A l’école, les enfants jouent et demandent : « quel est ton mot préféré ? ». Le jeu se restreint souvent à choisir une couleur, moi le rouge, toi le bleu, lui le jaune. Ils savent, bien entendu, les reconnaître, mais n’en connaissent pas les différentes dimensions symboliques qui évoluent selon les cultures et les latitudes. Cela n’a guère d’importance d’ailleurs, puisque la question posée est éphémère dans le temps et l’espace, elle ne dit qu’une émotion, une sensation, voire un goût, non pas celui du mot en soi, mais de ce qu’il procure dans l’esprit d’un enfant. Lorsque, à l’âge adulte, cette question vous est posée, vous êtes bien embêté pour répondre, car vous vous fichez comme d’une guigne d’avoir un avis quelconque, et cependant la question devient intéressante : elle n’a pas de réponse spontanée. Qu’il n’y ait pas de réponse, passe encore, mais il n’y a pas de spontanéité non plus - la culture s’est installée, avec son lot de signes et de symboles, de signifiants et de signifiés, de définitions et de sens qui entretiennent, certes, des relations, mais parfois jusqu’au paradoxe.
---*---
[Exercice proposé 1] Résumez en deux phrases l'extrait ci-dessus sur la question du mot préféré.
[Exercice proposé 2] Reprenez l'extrait ci-dessus sur la question du mot préféré à la suite de sa dernière phrase.

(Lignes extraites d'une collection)
---*---
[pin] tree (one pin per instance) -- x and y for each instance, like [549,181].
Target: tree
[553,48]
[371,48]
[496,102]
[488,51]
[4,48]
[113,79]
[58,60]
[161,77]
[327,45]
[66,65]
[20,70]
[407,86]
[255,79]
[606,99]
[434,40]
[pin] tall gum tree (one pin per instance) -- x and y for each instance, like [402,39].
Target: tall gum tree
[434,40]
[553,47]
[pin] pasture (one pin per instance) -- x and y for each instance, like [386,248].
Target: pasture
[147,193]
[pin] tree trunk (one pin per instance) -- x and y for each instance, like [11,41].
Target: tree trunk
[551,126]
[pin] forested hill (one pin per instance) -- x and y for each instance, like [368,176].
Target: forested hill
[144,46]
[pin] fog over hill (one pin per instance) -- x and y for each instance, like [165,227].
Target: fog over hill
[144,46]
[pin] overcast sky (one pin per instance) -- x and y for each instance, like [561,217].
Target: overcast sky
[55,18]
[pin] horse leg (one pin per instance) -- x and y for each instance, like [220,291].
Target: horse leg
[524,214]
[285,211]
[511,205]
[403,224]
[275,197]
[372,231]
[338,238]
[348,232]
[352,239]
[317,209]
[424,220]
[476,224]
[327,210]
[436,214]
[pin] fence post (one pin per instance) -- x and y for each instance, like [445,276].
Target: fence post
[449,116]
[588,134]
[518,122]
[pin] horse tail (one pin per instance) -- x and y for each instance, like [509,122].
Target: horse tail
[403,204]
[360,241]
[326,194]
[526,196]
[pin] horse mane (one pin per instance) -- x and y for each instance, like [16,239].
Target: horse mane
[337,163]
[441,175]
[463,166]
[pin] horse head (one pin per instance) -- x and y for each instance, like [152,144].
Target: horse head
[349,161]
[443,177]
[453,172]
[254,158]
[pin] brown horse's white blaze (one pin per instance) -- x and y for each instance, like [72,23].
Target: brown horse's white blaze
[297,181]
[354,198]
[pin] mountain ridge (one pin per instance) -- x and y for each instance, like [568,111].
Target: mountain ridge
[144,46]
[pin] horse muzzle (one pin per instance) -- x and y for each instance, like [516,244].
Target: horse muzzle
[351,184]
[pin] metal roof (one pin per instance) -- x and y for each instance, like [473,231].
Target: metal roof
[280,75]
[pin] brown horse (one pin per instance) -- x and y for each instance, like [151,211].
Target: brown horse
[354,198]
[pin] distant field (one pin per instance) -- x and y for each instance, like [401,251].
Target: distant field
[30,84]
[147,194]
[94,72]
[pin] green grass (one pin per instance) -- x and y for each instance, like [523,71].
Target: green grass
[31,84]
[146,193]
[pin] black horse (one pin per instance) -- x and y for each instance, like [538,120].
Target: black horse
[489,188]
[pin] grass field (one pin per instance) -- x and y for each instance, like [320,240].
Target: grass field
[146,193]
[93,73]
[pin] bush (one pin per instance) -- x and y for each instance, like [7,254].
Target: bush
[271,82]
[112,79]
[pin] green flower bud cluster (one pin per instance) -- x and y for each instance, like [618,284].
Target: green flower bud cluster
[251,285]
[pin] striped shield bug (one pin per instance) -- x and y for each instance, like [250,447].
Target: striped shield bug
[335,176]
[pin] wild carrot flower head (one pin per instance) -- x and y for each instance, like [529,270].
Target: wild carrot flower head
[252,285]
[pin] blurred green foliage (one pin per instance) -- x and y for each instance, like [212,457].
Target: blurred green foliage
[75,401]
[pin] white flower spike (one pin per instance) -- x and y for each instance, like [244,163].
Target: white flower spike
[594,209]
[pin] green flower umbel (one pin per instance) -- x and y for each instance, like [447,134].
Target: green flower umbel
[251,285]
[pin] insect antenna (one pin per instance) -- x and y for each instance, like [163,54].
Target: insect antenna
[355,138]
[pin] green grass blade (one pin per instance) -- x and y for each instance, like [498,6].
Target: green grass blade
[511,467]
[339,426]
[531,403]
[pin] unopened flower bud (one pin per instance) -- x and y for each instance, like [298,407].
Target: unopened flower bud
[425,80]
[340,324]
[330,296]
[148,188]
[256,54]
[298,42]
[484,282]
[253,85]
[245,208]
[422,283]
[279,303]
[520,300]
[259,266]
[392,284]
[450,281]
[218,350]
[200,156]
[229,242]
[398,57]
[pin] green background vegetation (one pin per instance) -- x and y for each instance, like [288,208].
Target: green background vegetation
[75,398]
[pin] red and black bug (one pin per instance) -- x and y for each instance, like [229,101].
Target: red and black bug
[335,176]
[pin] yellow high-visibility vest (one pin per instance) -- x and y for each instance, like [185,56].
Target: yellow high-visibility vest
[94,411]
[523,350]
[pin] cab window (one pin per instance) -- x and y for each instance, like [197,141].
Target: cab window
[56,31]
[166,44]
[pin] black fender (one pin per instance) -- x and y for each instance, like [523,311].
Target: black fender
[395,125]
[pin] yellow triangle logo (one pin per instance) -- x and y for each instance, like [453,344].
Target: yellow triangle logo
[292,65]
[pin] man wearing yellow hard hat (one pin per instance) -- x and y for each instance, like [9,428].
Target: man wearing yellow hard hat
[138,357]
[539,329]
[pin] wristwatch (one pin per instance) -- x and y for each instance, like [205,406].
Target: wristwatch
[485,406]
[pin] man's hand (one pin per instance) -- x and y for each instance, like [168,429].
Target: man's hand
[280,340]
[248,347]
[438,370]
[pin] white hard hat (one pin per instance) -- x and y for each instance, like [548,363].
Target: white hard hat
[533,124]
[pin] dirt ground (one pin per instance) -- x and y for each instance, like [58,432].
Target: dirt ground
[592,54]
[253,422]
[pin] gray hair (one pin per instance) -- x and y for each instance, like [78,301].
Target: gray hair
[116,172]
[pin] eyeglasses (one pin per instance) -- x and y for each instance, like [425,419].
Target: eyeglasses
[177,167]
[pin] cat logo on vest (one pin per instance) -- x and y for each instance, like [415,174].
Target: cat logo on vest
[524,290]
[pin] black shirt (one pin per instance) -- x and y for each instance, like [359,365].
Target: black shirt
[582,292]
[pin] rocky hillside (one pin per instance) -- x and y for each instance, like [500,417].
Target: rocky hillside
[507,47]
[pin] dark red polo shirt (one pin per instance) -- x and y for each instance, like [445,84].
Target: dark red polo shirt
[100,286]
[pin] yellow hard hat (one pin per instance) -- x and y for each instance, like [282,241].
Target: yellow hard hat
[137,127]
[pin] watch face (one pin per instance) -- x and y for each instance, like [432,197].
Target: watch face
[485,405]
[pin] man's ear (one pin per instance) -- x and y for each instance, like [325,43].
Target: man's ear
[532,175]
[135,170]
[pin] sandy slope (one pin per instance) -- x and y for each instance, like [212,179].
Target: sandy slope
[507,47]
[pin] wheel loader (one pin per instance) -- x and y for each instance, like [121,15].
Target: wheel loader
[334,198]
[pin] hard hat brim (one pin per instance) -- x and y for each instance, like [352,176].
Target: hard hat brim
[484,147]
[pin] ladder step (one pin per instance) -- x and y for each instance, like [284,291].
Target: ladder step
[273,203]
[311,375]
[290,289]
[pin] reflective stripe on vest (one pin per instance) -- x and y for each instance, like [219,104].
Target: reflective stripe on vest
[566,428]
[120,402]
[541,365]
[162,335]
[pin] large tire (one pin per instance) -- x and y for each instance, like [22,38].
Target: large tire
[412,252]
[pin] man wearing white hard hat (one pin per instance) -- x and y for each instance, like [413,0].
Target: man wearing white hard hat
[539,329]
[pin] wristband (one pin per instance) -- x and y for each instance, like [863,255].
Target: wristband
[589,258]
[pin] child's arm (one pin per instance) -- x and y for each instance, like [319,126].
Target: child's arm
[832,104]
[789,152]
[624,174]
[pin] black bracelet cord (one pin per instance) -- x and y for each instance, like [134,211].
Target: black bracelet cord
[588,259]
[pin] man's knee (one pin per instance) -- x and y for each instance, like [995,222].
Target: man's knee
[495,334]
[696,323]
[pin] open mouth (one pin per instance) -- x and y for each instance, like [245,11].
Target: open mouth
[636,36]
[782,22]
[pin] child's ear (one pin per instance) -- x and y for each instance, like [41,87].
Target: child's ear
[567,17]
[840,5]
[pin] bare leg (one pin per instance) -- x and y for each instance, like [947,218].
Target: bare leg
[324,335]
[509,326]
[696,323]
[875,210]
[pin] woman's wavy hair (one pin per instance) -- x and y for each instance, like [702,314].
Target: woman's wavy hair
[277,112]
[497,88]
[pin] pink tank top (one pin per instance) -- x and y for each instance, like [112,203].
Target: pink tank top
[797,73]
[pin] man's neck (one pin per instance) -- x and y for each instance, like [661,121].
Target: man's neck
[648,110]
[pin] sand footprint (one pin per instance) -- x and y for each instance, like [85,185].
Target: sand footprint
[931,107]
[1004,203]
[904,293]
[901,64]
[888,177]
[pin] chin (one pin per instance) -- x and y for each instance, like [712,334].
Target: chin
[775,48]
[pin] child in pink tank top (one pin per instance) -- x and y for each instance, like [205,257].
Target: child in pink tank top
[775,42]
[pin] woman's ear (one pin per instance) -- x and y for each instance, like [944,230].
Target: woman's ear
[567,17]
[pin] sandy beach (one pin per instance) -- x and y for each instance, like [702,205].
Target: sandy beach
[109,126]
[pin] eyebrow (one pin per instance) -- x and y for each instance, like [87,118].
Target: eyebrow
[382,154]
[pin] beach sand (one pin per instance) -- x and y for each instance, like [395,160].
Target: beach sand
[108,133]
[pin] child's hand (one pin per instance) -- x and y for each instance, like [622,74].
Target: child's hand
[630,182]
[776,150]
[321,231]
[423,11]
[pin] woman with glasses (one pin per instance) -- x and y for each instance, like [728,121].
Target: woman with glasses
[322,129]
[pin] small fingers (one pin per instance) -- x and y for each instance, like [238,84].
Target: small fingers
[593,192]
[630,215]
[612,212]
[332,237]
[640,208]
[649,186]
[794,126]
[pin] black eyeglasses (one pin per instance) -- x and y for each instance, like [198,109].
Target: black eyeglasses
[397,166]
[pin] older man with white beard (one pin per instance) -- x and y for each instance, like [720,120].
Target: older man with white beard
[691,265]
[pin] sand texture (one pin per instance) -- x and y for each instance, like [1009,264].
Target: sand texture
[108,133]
---*---
[Résultat de l'exercice 1] À l'école, les enfants se demandent quel est leur mot préféré et choisissent souvent une couleur, ce qui exprime une émotion ou une sensation plutôt qu'un goût pour le mot lui-même. À l'âge adulte, la même question n'appelle plus de réponse spontanée, car la culture s'est installée avec ses signes, ses symboles et ses sens, dont les relations vont parfois jusqu'au paradoxe.

[Résultat de l'exercice 2]
Alors, les mots ? Vous les aimez, vous ? Aimer les mots, quelle drôle d’idée. Aimer des choses entre immatière et matière - et qui plus est, qui ne vous aimeront jamais ! -, entre apparition et disparition, entre abstraction et concrétion. Aimer les mots, bref, cela n’a pas d’importance. Ces mots envahissants, calamité depuis Homère (y compris, comme l’écrivait - on n’en sort pas - Lichtenberg, si la version du vieil aède est une traduction du vieil irlandais), et les nouvelles technologies n’y changent rien, car ils sont toujours là, royaux, intangibles, inscrits.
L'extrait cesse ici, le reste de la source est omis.